Rows of box annotation data

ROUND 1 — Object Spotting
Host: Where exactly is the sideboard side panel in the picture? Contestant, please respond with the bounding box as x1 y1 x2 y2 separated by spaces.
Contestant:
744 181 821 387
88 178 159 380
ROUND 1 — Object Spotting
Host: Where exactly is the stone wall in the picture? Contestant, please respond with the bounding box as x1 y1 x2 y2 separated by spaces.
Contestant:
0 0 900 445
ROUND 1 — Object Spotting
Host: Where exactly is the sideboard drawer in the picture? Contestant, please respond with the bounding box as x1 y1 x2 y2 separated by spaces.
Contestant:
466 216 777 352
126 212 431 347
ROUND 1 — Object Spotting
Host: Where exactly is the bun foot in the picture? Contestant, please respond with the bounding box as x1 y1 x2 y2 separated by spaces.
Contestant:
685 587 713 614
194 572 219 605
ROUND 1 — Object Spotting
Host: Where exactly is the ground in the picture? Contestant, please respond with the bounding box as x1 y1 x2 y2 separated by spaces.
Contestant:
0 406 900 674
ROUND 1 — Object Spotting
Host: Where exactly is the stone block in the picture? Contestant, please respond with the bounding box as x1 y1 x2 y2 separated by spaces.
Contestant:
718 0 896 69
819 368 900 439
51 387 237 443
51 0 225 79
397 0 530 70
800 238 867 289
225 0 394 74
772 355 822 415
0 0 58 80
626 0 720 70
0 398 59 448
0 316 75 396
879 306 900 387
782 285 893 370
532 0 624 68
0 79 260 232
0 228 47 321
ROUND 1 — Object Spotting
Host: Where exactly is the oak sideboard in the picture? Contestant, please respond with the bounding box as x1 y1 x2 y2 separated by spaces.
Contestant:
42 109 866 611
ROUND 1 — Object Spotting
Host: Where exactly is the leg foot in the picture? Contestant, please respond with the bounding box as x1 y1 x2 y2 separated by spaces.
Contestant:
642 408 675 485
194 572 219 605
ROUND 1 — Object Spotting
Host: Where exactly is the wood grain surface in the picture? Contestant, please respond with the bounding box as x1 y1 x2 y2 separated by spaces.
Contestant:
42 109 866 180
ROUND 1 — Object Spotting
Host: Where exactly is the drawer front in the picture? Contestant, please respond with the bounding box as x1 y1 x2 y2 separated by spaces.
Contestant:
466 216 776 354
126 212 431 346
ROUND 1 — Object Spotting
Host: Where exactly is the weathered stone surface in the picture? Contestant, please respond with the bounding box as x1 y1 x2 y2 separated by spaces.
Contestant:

• SHORT PROBLEM:
Report every line of the material above that contains the string "foot".

• FINISHED ANSWER:
Host: Where exactly is the bun foot in the picture? Contestant, please respond with the bounding box as x1 y1 x2 y2 separated by spaces.
Host: Where exactly is the leg foot in the picture? Contestant, please respond with the bounding box as x1 y1 x2 y2 separated by spaces.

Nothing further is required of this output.